Write out the rows below word for word, leaving out the pictures.

Exercise inputs:
****************

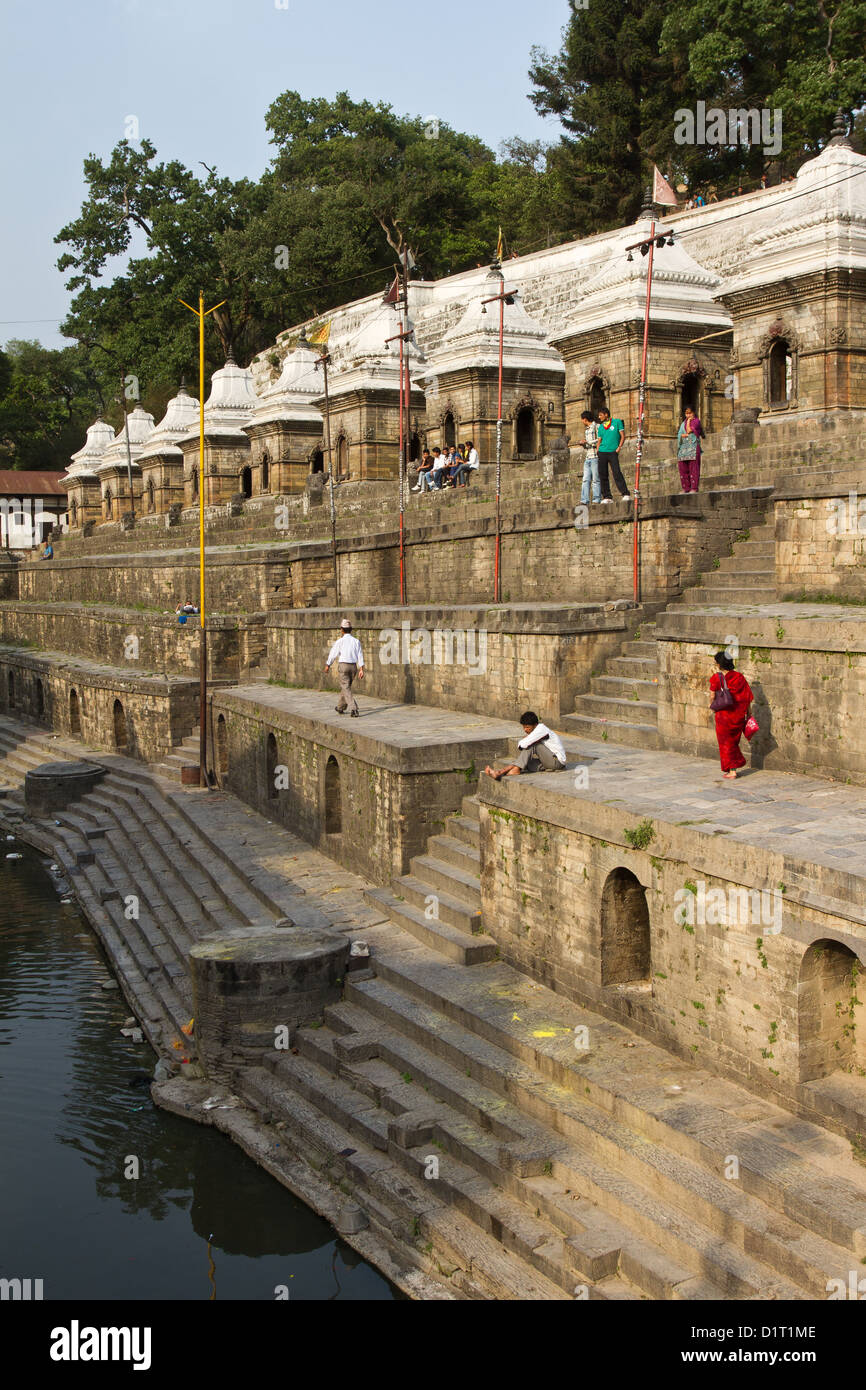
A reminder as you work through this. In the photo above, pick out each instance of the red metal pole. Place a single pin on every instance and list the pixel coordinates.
(498, 556)
(641, 410)
(402, 499)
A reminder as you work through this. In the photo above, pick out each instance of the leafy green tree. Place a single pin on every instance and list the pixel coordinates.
(409, 178)
(47, 399)
(613, 92)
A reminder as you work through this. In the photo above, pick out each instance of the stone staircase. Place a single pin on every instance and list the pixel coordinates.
(184, 758)
(145, 873)
(452, 1104)
(748, 576)
(439, 901)
(622, 705)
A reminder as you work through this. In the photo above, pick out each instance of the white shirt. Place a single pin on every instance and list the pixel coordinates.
(346, 649)
(540, 733)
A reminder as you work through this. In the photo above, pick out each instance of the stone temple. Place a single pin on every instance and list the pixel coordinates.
(583, 1034)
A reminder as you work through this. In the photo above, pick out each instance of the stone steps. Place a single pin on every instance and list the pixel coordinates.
(439, 901)
(528, 1184)
(401, 1203)
(622, 704)
(182, 756)
(161, 997)
(573, 1184)
(786, 1215)
(471, 1173)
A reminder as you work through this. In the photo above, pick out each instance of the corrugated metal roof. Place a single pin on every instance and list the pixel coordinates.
(20, 483)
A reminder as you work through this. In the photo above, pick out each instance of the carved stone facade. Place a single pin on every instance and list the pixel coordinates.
(287, 441)
(227, 448)
(161, 459)
(798, 305)
(463, 381)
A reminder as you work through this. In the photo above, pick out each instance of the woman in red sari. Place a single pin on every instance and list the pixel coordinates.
(730, 723)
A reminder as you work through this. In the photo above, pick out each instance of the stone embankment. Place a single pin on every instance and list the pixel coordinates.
(439, 1114)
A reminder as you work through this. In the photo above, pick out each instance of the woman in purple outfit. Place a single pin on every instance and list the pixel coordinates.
(688, 451)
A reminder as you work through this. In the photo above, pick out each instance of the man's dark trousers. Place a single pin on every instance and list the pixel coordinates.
(610, 460)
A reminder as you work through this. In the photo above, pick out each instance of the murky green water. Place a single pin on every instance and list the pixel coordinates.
(72, 1115)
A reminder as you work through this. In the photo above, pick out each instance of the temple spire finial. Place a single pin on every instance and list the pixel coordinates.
(838, 134)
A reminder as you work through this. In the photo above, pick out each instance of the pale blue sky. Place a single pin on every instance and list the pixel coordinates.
(200, 74)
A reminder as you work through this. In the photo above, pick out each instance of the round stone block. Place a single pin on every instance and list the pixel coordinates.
(53, 786)
(252, 991)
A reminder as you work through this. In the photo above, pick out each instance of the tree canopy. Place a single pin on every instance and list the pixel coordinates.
(353, 184)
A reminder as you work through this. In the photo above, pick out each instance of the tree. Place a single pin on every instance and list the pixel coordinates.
(612, 92)
(180, 221)
(410, 181)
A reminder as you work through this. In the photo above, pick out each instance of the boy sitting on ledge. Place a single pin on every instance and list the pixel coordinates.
(540, 751)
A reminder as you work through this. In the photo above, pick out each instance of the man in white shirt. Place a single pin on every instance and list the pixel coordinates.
(348, 652)
(471, 463)
(541, 751)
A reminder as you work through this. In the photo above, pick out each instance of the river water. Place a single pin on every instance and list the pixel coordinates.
(200, 1221)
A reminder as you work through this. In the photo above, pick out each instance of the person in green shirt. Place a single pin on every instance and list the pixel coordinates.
(610, 441)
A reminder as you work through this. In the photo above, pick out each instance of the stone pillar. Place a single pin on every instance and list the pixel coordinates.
(248, 987)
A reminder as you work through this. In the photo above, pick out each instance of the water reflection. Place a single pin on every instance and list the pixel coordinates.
(200, 1221)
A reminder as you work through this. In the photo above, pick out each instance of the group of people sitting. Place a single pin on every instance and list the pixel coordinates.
(449, 467)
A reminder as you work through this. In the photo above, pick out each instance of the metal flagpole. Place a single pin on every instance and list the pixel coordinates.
(323, 362)
(202, 316)
(502, 298)
(127, 432)
(647, 248)
(402, 337)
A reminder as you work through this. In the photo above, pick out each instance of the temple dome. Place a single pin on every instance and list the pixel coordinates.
(474, 339)
(231, 388)
(141, 427)
(181, 416)
(820, 223)
(97, 439)
(681, 289)
(292, 395)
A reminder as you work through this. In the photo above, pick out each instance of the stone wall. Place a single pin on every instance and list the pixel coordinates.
(154, 713)
(491, 662)
(820, 544)
(142, 642)
(638, 936)
(546, 558)
(549, 553)
(808, 673)
(238, 581)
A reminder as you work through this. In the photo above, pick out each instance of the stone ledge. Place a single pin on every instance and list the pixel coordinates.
(398, 738)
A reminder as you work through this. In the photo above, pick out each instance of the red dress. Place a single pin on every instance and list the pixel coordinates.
(730, 723)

****************

Answer to this task:
A reminder as you work through this. In the photo above, pick out each instance of the red metal pole. Place a single pin on every instance and list the pixel coordinates.
(498, 556)
(641, 410)
(402, 499)
A reminder as you work through this. In the photo above, pick out each instance of the leafy green tree. Place a single pin on every instance and list the pixel coordinates.
(409, 178)
(47, 399)
(613, 92)
A reminder as you work through this. In the photo above, pick out each instance of the stone staircase. Place a single pin on every instance and list the pixel coordinates.
(184, 758)
(145, 873)
(452, 1104)
(748, 576)
(439, 901)
(622, 705)
A reminder as you work through this. In the photo above, pick out each instance of the white shirt. Place a single pin on every instance and list the pixel coordinates.
(346, 649)
(540, 733)
A reminder as you work through this. In the photo above, pick out each instance of the stone temple. Place a single pin on every instance and list the pixel coordinates.
(583, 1034)
A reminder as you work through this. In the photo above, pick out each instance of the stone steps. Place a single pin on every instance and list the pixel coordinates.
(439, 901)
(528, 1184)
(401, 1203)
(622, 704)
(182, 756)
(161, 997)
(573, 1184)
(786, 1215)
(471, 1173)
A reminder as you work through this. In the photo above, pick out each instance of the corrugated metal roof. Place a single pin on every instance and list the pixel coordinates.
(20, 483)
A reminder as you work through this. In the photo above, pick out each instance of the carved stone facade. Place a single pin on every instance and list the pixel coordinates.
(287, 441)
(227, 448)
(161, 459)
(798, 305)
(463, 381)
A reminder as you work through this. In the photo above, pick out each instance of the woman in red sari. Place a single pin on every instance and list the pixel coordinates.
(730, 723)
A reminder as you work through this. In the photo above, pick out each instance of the stone embankment. Place a single pin on every instance and list the pixel coordinates.
(439, 1114)
A reminder as you work through this. In the photo above, pick out each instance of the woman in purple outfit. Place a single pin on every instance and list the pixel coordinates.
(688, 451)
A reminder as you work through this. In the photo above, pick out each instance of the man's dark trousers. Place a single pin on every instance and list the pixel coordinates.
(610, 460)
A reminder as you work through this. In the photo above, pick out each instance of the murky green water. Place a single pin on every instance and list the pixel coordinates.
(72, 1115)
A reminder as you work through this. In the photo above, pick out each instance of the temple spire finial. Place a single pin on every instance and list the pixel coordinates.
(838, 134)
A reminder as you work through this. In the photo above, pick out each instance of the pale blue sky. Place a single pin on every instance and list the pixel coordinates.
(200, 74)
A reminder as you work through this. In the photo above, pick out each instance of the round stone block. Place a single pin on every instance and list the pixel coordinates.
(53, 786)
(252, 991)
A reminder as you work through this. In the photo above, pick out each instance of the tree canopy. Place a single pin on every instance and list the pixel coordinates.
(353, 184)
A reminder as you work through this. In the photo above, pick out each instance of the tree. Place a single pin on every instance and list the pixel coordinates.
(612, 92)
(180, 221)
(410, 181)
A reminder as you work through this. In the photo above, pick out each instance of the boy sitting on ledge. Place a single pin on every instance and list the pixel coordinates.
(540, 751)
A reminder as you work through this. In the photo above, pick out each instance of the man in white shirt. Place a single pin on every instance and list the pixel coordinates.
(348, 652)
(471, 463)
(541, 751)
A reminder as you work through this. In the photo above, pick out each instance of the river water. Place a single pin on every instance and list the pixel coordinates.
(200, 1221)
A reminder as you work through this. In the photo above, pick out each instance of the person in green shirt. Place a single pin on every instance and list the pixel coordinates.
(610, 441)
A reminder as you work through this. In the photo above, pick out each instance of the stone pillar. Place a single pin on every instance and list the pixel coordinates.
(248, 987)
A reminder as you work through this. In the photo above, pick out each instance of the water reflection. Place a single pin on every instance and list the pixel coordinates.
(200, 1221)
A reminder as you work through this. In the photo above, pick out each instance of the group of people sitting. Place a single pin on every instance and list the pixel coordinates.
(449, 467)
A reminder as you work through this. In the photo above, pick out each instance of the metal flagpole. Place a single pin on every instance and list the pixel coordinates.
(323, 362)
(202, 316)
(502, 298)
(127, 432)
(647, 248)
(402, 337)
A reminder as you work through this. In the photo above, pick out each instance of the temple dome. Place a single pin on every instance and list the pixel coordinates.
(474, 339)
(231, 388)
(141, 427)
(181, 416)
(820, 223)
(97, 439)
(681, 289)
(292, 395)
A reminder as you work through this. In the photo above, pick out each instance of the stone wall. Place a single pin on every instance and list the pixel coordinates.
(154, 713)
(491, 662)
(820, 544)
(142, 642)
(638, 936)
(546, 558)
(549, 553)
(808, 673)
(238, 581)
A reminder as you work through this. In the photo above, pick out each instance of the stone ledge. Place a single pin on every instance and list the pixel coordinates.
(398, 738)
A reminder as you work through this. In the photo above, pick out each instance of the red dress. Place a single pin on every instance and list the pixel coordinates.
(730, 723)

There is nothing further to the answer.